◆ **The tasks**
- 1) Please decide whether each statement below agrees with the BSD and SVR3 comparison, answering yes or no and quoting the deciding words: (a) Interactive shipped Berkeley FFS as an add-on on an extra floppy. (b) The socket interface originated in SVR3. (c) SunOS at that point was based on BSD4.3.
- 2) Answer these questions from the BSD and SVR3 comparison, one per line:
(a) What did SVR3 have where BSD had mmap()?
(b) What networking mechanism did SVR3 have?
(c) Who originated NFS?
- 3) Continue the BSD and SVR3 comparison from its last sentence.

◆ **Document passage**
A host of things, since this was the era when Berkeley innovation was at its height, while SVR3 was mostly AT&T trying to make money out of what they already had.

The first and most glaring one is the Berkeley Fast Filesystem. Interactive was straight SVR3, but they shipped Berkeley FFS as an add-on on an extra floppy that you were strongly encouraged to use as it was just so much better than the original filesystem that in SVR3 was much the same as in V7.

Networking and the socket interface originated in BSD; SVR3 had Streams which was an interesting piece of work but ultimately a solution to the wrong problem. IIRC the ethernet/TCP-IP in Interactive was Streams based but maybe had a library on top to give you sockets.

BSD had mmap() while SVR3 had SysV shared memory; maybe mmap() was immature at that point, but it was ultimately the approach that won out.

Sun NFS was obviously originated by Sun and not native to either SVR3 or BSD, but SunOS at that point was BSD4.3 with Sun add-ons, so it more immediately appeared in BSD.

◆ **Rows**
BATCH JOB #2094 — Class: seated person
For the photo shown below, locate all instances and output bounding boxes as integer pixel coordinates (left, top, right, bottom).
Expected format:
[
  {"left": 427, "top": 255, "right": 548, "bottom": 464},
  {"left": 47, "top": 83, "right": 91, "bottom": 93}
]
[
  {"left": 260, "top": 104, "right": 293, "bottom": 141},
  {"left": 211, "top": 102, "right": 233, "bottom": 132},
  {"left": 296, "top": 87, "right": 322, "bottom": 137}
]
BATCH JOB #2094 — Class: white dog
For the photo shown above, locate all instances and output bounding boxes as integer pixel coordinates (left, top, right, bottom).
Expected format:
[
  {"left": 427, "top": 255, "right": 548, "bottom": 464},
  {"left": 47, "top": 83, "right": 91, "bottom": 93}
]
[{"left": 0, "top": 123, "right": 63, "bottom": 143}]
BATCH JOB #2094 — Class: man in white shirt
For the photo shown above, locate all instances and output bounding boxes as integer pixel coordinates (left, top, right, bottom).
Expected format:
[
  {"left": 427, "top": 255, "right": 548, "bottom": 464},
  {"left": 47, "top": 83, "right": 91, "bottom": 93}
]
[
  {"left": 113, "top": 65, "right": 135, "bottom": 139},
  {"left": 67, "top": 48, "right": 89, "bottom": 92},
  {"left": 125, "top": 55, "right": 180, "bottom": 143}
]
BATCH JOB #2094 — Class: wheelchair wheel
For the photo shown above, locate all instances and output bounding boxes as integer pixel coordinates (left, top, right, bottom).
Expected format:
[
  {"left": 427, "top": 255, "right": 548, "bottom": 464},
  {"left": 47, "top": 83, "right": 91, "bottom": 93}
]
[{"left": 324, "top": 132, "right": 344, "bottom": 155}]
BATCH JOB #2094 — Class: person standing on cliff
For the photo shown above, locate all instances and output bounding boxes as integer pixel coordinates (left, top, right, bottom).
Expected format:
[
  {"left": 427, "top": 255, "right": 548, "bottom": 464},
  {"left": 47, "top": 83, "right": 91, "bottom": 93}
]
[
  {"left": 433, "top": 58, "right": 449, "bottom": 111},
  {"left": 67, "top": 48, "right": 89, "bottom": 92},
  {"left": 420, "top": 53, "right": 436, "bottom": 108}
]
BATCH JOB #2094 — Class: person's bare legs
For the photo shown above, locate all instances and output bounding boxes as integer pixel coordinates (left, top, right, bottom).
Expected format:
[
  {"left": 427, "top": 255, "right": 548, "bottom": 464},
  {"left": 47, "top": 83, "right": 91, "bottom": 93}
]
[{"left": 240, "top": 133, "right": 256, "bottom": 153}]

==

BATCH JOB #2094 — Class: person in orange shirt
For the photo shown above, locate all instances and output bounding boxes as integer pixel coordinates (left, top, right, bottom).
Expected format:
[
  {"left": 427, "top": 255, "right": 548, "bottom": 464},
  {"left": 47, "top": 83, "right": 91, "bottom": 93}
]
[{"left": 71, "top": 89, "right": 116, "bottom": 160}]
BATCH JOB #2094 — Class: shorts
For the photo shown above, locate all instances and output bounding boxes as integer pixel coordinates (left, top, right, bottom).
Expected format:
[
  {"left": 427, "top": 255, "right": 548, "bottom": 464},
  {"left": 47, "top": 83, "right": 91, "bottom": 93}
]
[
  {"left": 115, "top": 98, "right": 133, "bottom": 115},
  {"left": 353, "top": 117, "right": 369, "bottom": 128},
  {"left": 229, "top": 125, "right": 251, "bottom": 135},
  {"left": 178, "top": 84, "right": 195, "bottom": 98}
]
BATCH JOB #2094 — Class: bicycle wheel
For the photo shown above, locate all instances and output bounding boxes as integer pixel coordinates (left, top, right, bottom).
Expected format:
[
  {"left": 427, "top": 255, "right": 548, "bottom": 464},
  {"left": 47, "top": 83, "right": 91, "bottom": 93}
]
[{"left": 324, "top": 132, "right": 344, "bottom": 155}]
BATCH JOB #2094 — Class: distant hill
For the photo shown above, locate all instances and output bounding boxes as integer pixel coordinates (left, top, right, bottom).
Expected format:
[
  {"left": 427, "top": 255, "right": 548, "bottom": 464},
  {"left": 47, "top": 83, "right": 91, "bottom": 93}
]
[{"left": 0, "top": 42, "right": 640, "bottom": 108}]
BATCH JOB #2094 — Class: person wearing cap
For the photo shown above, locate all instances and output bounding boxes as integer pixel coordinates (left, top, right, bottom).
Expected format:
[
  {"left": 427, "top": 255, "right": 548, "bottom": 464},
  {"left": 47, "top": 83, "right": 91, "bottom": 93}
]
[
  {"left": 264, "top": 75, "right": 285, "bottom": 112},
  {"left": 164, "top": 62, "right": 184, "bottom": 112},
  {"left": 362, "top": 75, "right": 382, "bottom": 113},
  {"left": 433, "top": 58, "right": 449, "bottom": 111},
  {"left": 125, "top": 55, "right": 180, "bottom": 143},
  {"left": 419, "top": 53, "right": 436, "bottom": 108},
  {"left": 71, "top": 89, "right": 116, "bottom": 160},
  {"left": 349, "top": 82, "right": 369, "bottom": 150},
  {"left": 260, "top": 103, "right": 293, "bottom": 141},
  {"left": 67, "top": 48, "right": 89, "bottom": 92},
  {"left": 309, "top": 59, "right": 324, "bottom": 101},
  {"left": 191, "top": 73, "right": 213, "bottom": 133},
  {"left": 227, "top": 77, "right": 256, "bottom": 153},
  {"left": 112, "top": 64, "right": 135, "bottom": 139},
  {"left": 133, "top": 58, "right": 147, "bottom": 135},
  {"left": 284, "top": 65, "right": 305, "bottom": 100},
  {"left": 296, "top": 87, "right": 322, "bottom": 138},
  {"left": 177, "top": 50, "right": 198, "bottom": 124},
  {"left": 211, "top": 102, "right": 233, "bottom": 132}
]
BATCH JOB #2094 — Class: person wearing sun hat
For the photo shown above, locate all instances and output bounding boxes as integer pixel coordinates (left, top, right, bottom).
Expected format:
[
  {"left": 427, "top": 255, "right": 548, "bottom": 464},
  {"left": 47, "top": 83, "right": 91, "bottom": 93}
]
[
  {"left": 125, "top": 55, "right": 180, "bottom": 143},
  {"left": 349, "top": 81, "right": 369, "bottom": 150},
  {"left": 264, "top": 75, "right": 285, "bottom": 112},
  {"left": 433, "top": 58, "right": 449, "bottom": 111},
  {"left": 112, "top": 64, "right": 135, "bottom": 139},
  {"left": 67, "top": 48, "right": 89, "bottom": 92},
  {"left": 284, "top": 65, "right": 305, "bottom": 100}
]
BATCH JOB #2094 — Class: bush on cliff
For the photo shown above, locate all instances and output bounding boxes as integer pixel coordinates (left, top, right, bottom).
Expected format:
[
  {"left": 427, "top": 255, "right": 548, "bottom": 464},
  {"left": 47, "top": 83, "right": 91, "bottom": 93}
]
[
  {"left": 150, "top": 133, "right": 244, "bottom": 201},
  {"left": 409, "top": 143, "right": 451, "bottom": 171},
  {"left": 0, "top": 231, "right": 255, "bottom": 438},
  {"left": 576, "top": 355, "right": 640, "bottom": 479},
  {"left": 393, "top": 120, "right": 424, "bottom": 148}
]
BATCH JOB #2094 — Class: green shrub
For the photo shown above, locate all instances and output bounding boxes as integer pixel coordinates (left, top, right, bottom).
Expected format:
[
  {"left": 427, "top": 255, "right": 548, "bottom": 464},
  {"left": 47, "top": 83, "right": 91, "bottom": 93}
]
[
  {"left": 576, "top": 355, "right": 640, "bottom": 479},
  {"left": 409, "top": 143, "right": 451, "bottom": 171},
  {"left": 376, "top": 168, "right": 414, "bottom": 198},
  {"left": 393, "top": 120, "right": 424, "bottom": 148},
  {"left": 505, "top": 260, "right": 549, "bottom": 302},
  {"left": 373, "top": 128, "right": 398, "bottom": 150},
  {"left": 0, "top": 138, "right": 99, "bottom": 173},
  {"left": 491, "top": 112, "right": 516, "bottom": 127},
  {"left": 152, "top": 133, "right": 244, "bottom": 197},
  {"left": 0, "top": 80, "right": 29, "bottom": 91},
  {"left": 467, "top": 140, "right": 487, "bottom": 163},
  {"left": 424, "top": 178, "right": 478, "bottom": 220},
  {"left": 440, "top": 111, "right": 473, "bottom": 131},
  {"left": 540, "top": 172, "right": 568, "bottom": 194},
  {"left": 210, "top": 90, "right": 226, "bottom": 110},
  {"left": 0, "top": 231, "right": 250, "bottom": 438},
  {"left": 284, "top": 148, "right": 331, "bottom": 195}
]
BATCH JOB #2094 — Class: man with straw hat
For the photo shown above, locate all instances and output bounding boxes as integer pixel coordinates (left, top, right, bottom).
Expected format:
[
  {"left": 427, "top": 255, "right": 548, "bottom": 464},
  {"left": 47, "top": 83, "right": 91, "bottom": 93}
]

◆ **Answers to the problems**
- 1)
(a) Yes: "they shipped Berkeley FFS as an add-on on an extra floppy"
(b) No: "Networking and the socket interface originated in BSD"
(c) Yes: "SunOS at that point was BSD4.3 with Sun add-ons"

- 2)
(a) SysV shared memory
(b) Streams
(c) Sun

- 3)
All the tools were just better/more numerous in BSD (vi among many others) - BSD was originally just a distribution of such tools, with the kernel pieces and ultimately a complete OS coming later.

Maybe my memories are biassed/inaccurate, but certainly my perception at the time was that SVR3 was primitive and out-of-date.

SVR4 then appeared to be driven mainly by Sun who jumped ship from BSD to SVR but wanted to keep all the good stuff they were used to; my perception was that it was then no longer a technical laggard as SVR3 had been, but on the other hand it was now a 'kitchen sink' with loads of overlapping facilities while BSD remained cleaner.